Partners of the Measles Initiative Wednesday said the number of measles cases in Africa has dropped by 60 percent since 1999 as a result of vaccination campaigns in over 40 countries. Officials say the reduction in measles cases and deaths from the highly preventable illness will also help in the fight against other childhood diseases in Africa and elsewhere.

Since 1999, nearly 200 million children have been vaccinated against measles and the lives of one million children, most under the age of five, have been saved as a result of systematic, routine and supplementary measles immunization, according to the Measles Initiative.

The Initiative's partners include the American Red Cross, the U.S. Centers for Disease Control and Prevention, the World Health Organization and UNICEF.

The Measles Initiative has raised more than $144 million since 2001 to carry out vaccination campaigns on the continent. Another partner, the private United Nations Foundation, announced Wednesday it's contributing $20 million more to the effort.

Health officials say Africa has 95 percent of the world's measles cases so they look toward that continent to gauge the success of coordinated measles vaccination campaigns to combat a highly preventable disease.

Steve Blount, of the Centers for Disease Control, called the African experience a true public health success story of modern times.

■ **Work instruction A**
Print the part of the measles report from "Health officials say" to "of modern times.", word for word.
■ **Work instruction B**
According to the measles report, how much money has the Measles Initiative raised since 2001 for vaccination campaigns in Africa?
■ **Work instruction C**
Go on with the measles report, picking up after its final sentence.

■ **Recorded data**
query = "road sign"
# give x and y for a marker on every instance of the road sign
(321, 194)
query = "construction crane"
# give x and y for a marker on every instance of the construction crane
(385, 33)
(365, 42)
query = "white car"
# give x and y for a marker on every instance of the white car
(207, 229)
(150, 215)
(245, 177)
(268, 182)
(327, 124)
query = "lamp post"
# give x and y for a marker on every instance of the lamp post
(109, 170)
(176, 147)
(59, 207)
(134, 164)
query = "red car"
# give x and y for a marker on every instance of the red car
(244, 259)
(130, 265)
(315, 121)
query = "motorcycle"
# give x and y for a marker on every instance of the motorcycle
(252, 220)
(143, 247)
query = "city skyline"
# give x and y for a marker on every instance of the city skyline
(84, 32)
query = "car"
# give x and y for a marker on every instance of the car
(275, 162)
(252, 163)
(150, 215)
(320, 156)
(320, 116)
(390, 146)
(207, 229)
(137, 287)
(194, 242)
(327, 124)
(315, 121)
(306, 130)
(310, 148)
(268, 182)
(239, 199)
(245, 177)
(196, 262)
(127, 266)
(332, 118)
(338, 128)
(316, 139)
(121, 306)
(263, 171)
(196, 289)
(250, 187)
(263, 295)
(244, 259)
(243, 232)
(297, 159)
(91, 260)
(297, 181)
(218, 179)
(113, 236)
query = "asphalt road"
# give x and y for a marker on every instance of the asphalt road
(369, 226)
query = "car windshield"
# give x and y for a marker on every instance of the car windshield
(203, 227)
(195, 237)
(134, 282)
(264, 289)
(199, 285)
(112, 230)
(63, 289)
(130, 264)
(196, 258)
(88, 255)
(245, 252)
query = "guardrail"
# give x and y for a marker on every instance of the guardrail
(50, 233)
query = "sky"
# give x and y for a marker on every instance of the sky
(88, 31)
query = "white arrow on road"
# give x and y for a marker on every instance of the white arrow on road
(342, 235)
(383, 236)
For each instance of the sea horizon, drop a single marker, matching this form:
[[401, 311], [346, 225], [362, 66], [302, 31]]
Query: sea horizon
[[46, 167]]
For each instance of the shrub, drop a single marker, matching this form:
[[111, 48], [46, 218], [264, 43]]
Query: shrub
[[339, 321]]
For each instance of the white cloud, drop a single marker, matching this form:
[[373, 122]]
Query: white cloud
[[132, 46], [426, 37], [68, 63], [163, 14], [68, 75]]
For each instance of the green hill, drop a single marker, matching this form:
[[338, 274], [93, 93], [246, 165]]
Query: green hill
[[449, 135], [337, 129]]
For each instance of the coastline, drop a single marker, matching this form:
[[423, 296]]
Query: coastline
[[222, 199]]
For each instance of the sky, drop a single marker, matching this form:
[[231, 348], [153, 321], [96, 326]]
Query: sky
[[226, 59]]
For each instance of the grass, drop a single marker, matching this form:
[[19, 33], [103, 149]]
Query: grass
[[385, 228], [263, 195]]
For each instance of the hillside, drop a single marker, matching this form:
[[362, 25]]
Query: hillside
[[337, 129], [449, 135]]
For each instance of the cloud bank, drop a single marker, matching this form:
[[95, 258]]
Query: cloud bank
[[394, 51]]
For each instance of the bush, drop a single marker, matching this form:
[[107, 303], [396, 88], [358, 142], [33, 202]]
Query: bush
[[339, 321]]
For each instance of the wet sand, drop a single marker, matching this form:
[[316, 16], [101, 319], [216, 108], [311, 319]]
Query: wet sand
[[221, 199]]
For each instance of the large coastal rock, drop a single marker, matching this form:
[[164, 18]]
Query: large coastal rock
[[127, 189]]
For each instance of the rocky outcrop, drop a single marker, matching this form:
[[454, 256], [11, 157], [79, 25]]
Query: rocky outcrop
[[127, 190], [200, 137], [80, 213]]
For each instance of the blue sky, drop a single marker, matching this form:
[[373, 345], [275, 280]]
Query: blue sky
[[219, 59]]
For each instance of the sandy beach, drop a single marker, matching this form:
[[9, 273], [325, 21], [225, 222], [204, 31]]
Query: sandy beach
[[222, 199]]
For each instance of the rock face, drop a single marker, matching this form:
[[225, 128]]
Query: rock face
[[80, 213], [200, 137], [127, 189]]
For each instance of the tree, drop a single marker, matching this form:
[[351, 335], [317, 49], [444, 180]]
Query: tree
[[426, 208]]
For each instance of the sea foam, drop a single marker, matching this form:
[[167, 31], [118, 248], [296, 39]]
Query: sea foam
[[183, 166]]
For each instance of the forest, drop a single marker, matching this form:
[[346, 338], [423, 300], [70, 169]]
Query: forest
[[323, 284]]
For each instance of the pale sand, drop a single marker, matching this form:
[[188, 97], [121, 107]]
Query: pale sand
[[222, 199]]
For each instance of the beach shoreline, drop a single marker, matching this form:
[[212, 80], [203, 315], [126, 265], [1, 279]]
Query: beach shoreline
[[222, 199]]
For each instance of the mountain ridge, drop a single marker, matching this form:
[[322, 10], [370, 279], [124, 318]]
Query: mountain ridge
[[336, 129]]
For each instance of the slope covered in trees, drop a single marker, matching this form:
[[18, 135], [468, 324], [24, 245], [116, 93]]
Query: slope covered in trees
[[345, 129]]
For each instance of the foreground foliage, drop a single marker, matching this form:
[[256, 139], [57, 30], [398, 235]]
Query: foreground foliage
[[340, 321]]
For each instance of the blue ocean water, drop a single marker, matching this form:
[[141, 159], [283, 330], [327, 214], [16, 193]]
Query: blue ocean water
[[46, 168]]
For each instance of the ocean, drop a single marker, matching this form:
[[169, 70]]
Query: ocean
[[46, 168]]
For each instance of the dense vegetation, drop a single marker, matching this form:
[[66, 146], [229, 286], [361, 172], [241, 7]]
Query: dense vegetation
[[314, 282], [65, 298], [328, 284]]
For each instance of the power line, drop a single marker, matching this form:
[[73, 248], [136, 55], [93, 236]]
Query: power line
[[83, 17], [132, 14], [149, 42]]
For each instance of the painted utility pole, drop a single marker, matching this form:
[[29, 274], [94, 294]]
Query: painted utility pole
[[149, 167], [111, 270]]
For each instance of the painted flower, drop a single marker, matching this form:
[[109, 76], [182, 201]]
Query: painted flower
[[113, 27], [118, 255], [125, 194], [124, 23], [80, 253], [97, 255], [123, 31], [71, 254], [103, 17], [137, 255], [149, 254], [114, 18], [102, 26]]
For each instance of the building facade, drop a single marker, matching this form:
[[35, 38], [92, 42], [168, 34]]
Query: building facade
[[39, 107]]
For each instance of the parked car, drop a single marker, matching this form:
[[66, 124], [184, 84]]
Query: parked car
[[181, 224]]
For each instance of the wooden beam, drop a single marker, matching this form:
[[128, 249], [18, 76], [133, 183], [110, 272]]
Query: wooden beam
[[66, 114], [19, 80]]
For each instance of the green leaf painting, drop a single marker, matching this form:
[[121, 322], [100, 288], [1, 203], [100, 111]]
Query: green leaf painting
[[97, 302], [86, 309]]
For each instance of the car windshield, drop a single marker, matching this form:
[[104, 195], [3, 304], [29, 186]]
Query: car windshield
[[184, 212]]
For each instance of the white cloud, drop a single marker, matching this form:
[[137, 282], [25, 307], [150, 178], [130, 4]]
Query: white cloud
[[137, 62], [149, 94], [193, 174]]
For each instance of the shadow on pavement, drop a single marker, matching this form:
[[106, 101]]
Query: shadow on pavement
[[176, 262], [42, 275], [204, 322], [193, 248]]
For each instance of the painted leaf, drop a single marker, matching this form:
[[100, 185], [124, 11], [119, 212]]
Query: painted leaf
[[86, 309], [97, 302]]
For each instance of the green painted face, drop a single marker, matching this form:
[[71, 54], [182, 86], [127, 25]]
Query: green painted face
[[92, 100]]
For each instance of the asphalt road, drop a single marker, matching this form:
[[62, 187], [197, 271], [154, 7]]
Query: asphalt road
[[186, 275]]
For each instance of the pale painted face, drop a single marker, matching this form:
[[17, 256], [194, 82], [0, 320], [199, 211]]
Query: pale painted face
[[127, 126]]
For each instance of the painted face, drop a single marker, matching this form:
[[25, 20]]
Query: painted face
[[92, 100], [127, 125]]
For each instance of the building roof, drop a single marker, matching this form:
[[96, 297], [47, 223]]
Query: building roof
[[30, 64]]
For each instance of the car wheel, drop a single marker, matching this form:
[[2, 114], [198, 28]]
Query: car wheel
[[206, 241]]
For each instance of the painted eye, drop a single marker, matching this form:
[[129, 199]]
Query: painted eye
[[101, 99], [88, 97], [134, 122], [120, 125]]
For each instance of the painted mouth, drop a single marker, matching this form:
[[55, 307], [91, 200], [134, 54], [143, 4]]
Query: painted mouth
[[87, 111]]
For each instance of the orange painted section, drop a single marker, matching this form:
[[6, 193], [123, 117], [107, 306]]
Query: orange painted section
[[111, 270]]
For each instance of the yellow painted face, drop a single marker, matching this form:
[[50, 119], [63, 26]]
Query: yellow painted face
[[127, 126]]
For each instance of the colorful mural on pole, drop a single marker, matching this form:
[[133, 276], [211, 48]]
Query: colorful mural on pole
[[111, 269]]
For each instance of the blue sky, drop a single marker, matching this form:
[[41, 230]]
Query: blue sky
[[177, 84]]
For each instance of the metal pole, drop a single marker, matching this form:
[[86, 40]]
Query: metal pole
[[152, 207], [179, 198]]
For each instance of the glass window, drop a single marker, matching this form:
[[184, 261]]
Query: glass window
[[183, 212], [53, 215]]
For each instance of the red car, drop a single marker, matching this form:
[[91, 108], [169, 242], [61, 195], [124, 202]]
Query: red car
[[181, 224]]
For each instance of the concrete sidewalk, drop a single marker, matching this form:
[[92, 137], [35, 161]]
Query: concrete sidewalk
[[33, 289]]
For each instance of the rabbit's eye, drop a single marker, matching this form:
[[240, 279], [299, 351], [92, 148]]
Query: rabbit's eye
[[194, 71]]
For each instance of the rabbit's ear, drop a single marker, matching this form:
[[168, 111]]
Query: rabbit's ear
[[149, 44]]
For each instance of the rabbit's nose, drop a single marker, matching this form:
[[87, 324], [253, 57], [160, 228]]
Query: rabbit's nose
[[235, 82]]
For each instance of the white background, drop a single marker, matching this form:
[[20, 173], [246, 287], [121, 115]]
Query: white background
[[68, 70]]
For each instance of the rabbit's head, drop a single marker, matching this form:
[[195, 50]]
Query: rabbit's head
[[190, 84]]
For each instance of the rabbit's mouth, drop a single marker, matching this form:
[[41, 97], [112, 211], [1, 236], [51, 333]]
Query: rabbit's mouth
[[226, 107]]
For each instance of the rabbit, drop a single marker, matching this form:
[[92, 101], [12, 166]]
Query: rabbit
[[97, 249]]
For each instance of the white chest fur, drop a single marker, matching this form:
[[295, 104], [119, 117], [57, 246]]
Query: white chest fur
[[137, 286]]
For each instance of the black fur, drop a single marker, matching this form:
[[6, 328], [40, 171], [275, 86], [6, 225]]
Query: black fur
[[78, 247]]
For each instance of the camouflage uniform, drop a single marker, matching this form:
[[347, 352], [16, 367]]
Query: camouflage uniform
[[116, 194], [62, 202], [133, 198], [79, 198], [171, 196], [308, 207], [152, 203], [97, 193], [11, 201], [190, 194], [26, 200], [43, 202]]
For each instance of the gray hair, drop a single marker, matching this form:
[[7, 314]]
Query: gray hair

■ **Expected output A**
Health officials say Africa has 95 percent of the world's measles cases so they look toward that continent to gauge the success of coordinated measles vaccination campaigns to combat a highly preventable disease.

Steve Blount, of the Centers for Disease Control, called the African experience a true public health success story of modern times.

■ **Expected output B**
More than $144 million.

■ **Expected output C**
Dr. Blount says countries are increasingly combining more comprehensive childcare with measles campaigns.

"Ministries of health are moving from implementing vertical, single disease programs that target just one condition to implementing integrated child health programs that deliver additional, life-saving interventions to this vulnerable age group," said Dr. Blount.

Through measles campaigns, officials say children can receive malaria bed nets, vitamin A to prevent blindness and de-worming medication.

Officials say the success of the measles campaign goes a long way toward reaching the U.N. Millennium goal of reducing child mortality by two-thirds by the year 2015.

UNICEF Executive Director Ann Veneman says the results in Africa can be applied to other countries.

"While the measles initiative includes all of Africa, its success must be replicated in Asia, which accounts for the greatest number of children who die from measles," she noted. "In February, the initiative and the government of Bangladesh will launch the largest ever measles campaign aiming to 35 million children."

The announcements by the Measles Initiative were made at the Time Magazine Global Health Summit in New York.